• [Exercise instructions] Return the entries below verbatim. Pictures stay out.

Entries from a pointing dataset

....

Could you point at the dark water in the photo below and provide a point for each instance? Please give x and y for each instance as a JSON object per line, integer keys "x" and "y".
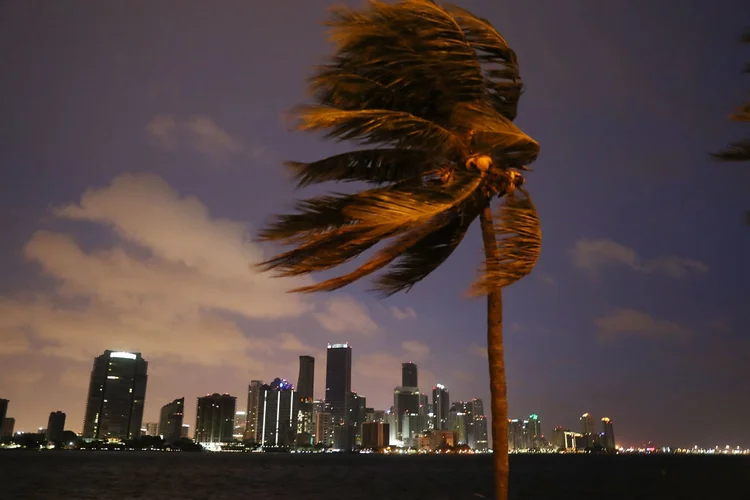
{"x": 127, "y": 475}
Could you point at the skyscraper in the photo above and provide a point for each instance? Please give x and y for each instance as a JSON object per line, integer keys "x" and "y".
{"x": 214, "y": 421}
{"x": 306, "y": 378}
{"x": 587, "y": 424}
{"x": 55, "y": 426}
{"x": 305, "y": 385}
{"x": 534, "y": 432}
{"x": 441, "y": 405}
{"x": 117, "y": 392}
{"x": 240, "y": 423}
{"x": 3, "y": 413}
{"x": 608, "y": 435}
{"x": 338, "y": 381}
{"x": 277, "y": 418}
{"x": 409, "y": 375}
{"x": 406, "y": 402}
{"x": 588, "y": 430}
{"x": 170, "y": 420}
{"x": 253, "y": 397}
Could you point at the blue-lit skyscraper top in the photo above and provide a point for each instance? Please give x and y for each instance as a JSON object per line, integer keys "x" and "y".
{"x": 281, "y": 384}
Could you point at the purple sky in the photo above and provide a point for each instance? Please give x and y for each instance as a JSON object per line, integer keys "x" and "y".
{"x": 140, "y": 145}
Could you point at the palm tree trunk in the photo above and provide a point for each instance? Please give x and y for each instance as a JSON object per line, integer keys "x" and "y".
{"x": 498, "y": 385}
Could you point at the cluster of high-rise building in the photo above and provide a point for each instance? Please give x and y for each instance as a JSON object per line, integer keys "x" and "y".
{"x": 526, "y": 435}
{"x": 280, "y": 415}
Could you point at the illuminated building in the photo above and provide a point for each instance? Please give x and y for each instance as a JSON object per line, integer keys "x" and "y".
{"x": 441, "y": 439}
{"x": 355, "y": 409}
{"x": 515, "y": 435}
{"x": 375, "y": 435}
{"x": 440, "y": 406}
{"x": 150, "y": 429}
{"x": 305, "y": 384}
{"x": 588, "y": 430}
{"x": 409, "y": 375}
{"x": 338, "y": 380}
{"x": 253, "y": 397}
{"x": 117, "y": 392}
{"x": 323, "y": 428}
{"x": 240, "y": 423}
{"x": 533, "y": 432}
{"x": 214, "y": 421}
{"x": 587, "y": 424}
{"x": 3, "y": 414}
{"x": 558, "y": 438}
{"x": 405, "y": 401}
{"x": 55, "y": 426}
{"x": 9, "y": 424}
{"x": 277, "y": 418}
{"x": 608, "y": 435}
{"x": 170, "y": 420}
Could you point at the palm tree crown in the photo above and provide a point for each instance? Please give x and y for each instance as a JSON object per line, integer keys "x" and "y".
{"x": 739, "y": 150}
{"x": 429, "y": 94}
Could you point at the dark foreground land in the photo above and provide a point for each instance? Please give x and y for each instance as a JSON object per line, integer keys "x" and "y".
{"x": 143, "y": 475}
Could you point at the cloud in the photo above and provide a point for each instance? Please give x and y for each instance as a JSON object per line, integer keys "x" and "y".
{"x": 632, "y": 322}
{"x": 478, "y": 350}
{"x": 199, "y": 133}
{"x": 545, "y": 278}
{"x": 176, "y": 284}
{"x": 402, "y": 314}
{"x": 343, "y": 314}
{"x": 593, "y": 255}
{"x": 418, "y": 350}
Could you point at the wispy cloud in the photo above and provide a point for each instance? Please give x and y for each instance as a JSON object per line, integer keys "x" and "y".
{"x": 592, "y": 255}
{"x": 402, "y": 314}
{"x": 418, "y": 350}
{"x": 343, "y": 314}
{"x": 174, "y": 276}
{"x": 632, "y": 322}
{"x": 198, "y": 133}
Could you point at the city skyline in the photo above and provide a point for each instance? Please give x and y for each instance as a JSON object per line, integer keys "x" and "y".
{"x": 218, "y": 419}
{"x": 142, "y": 152}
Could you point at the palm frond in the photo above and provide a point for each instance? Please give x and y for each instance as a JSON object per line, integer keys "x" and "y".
{"x": 379, "y": 126}
{"x": 414, "y": 205}
{"x": 426, "y": 255}
{"x": 501, "y": 77}
{"x": 736, "y": 151}
{"x": 377, "y": 166}
{"x": 381, "y": 259}
{"x": 519, "y": 244}
{"x": 742, "y": 114}
{"x": 329, "y": 231}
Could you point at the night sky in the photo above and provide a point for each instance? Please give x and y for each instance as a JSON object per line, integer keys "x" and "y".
{"x": 140, "y": 149}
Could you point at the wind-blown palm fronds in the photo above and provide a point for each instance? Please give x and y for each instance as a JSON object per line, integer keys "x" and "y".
{"x": 738, "y": 150}
{"x": 519, "y": 244}
{"x": 431, "y": 92}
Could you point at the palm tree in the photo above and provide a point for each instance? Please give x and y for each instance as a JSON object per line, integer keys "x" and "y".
{"x": 739, "y": 150}
{"x": 431, "y": 93}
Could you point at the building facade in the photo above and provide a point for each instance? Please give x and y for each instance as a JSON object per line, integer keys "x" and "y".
{"x": 171, "y": 419}
{"x": 214, "y": 421}
{"x": 375, "y": 436}
{"x": 116, "y": 395}
{"x": 55, "y": 426}
{"x": 305, "y": 386}
{"x": 277, "y": 419}
{"x": 338, "y": 381}
{"x": 409, "y": 375}
{"x": 440, "y": 406}
{"x": 608, "y": 435}
{"x": 253, "y": 398}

....

• [Exercise solution]
Could you point at the dark water in the photo below and provide a point for each instance? Please give x and y for each instance as a JSON object per line, integer keys "x" and "y".
{"x": 127, "y": 475}
Could you point at the skyscraper in the photo above and provide a point for each instance? Please give x and y for each instance as a JSON object per line, integer keys "x" and "y".
{"x": 214, "y": 421}
{"x": 306, "y": 378}
{"x": 587, "y": 424}
{"x": 55, "y": 426}
{"x": 305, "y": 385}
{"x": 534, "y": 432}
{"x": 441, "y": 405}
{"x": 117, "y": 392}
{"x": 240, "y": 423}
{"x": 3, "y": 413}
{"x": 608, "y": 435}
{"x": 338, "y": 381}
{"x": 277, "y": 418}
{"x": 409, "y": 375}
{"x": 406, "y": 402}
{"x": 588, "y": 430}
{"x": 170, "y": 420}
{"x": 253, "y": 397}
Could you point at the blue-lit skyscraper top in the photo above and provide a point for each instance? Please give x and y for each instance as a JSON object per line, integer keys "x" and "y".
{"x": 281, "y": 384}
Could you point at the purple sky in the photo above and provide a point for each instance? Please give x and y for each instance as a JSON object per line, integer keys "x" and "y".
{"x": 140, "y": 145}
Could you point at the palm tree trunk in the photo above and provide a point for each instance? Please give x and y for each instance as a JSON object per line, integer keys "x" and "y".
{"x": 498, "y": 385}
Could you point at the cluster of high-rise building in the photo above and provide a point for each instance? Please give x and y for each instance as a JSON object per line, integer keys "x" and "y".
{"x": 526, "y": 435}
{"x": 280, "y": 415}
Could you point at the illuminated building in the photo above and provide a point for each instance? Please give x and y for each instance as a JSON object per line, integer keys "x" and "y".
{"x": 441, "y": 439}
{"x": 355, "y": 409}
{"x": 515, "y": 435}
{"x": 375, "y": 435}
{"x": 440, "y": 406}
{"x": 150, "y": 429}
{"x": 305, "y": 384}
{"x": 588, "y": 430}
{"x": 409, "y": 375}
{"x": 338, "y": 380}
{"x": 253, "y": 397}
{"x": 117, "y": 392}
{"x": 323, "y": 428}
{"x": 240, "y": 423}
{"x": 533, "y": 432}
{"x": 214, "y": 421}
{"x": 587, "y": 424}
{"x": 3, "y": 414}
{"x": 558, "y": 438}
{"x": 405, "y": 401}
{"x": 55, "y": 426}
{"x": 9, "y": 424}
{"x": 277, "y": 418}
{"x": 608, "y": 435}
{"x": 170, "y": 420}
Could you point at the palm tree crown in the photo above and provide a point for each instance? Please give x and y for each instance as a JSON object per line, integer keys "x" and "y".
{"x": 739, "y": 150}
{"x": 429, "y": 94}
Could you point at the dark foreground land in the photo above and provide a point for each instance? Please give x and y for each instance as a JSON object per line, integer keys "x" and "y".
{"x": 143, "y": 475}
Could you point at the cloud in the photo above and provide a point for each instance? Please give x and y for each instance as a JSON object per line, integer keys "x" and "y".
{"x": 632, "y": 322}
{"x": 478, "y": 350}
{"x": 199, "y": 133}
{"x": 545, "y": 278}
{"x": 176, "y": 284}
{"x": 402, "y": 314}
{"x": 343, "y": 314}
{"x": 593, "y": 255}
{"x": 418, "y": 350}
Could you point at the wispy cloud in the photo above and provide a point for each instance? Please give x and y for each instance as a JSON object per line, integer keys "x" and "y".
{"x": 592, "y": 255}
{"x": 402, "y": 314}
{"x": 418, "y": 350}
{"x": 343, "y": 314}
{"x": 174, "y": 276}
{"x": 632, "y": 322}
{"x": 198, "y": 133}
Could you point at the city skyline in the photo above and provide a point for each instance? Please give x and y for each instance as a JSON object per line, integer keys "x" and "y".
{"x": 218, "y": 419}
{"x": 142, "y": 152}
Could you point at the palm frond in the photo above and provide a point for each instance? Please give x and y for each instance as a JSON object per line, integer keys "x" and "y".
{"x": 379, "y": 126}
{"x": 414, "y": 205}
{"x": 426, "y": 255}
{"x": 501, "y": 77}
{"x": 736, "y": 151}
{"x": 377, "y": 166}
{"x": 381, "y": 259}
{"x": 519, "y": 244}
{"x": 742, "y": 114}
{"x": 329, "y": 231}
Could you point at the night sky in the photo above and provide a point for each instance? Please give x and y for each instance as a JSON object per line, integer keys "x" and "y".
{"x": 140, "y": 149}
Could you point at the wind-blown palm fronds in the photo above and provide a point for each instance? Please give x and y for each instance as a JSON object per line, integer keys "x" and "y".
{"x": 738, "y": 150}
{"x": 519, "y": 244}
{"x": 431, "y": 92}
Could you point at the palm tree in the photo above and provide a point for each instance? Please give x and y for each instance as a JSON object per line, integer keys "x" and "y".
{"x": 739, "y": 150}
{"x": 431, "y": 93}
Could you point at the building facade in the photo above and provide a point for each instance? Please give x and y for each instance as a JSON object per line, integer keys "x" and "y".
{"x": 171, "y": 419}
{"x": 214, "y": 421}
{"x": 375, "y": 436}
{"x": 116, "y": 395}
{"x": 55, "y": 426}
{"x": 305, "y": 386}
{"x": 277, "y": 419}
{"x": 338, "y": 381}
{"x": 409, "y": 375}
{"x": 440, "y": 406}
{"x": 608, "y": 435}
{"x": 253, "y": 398}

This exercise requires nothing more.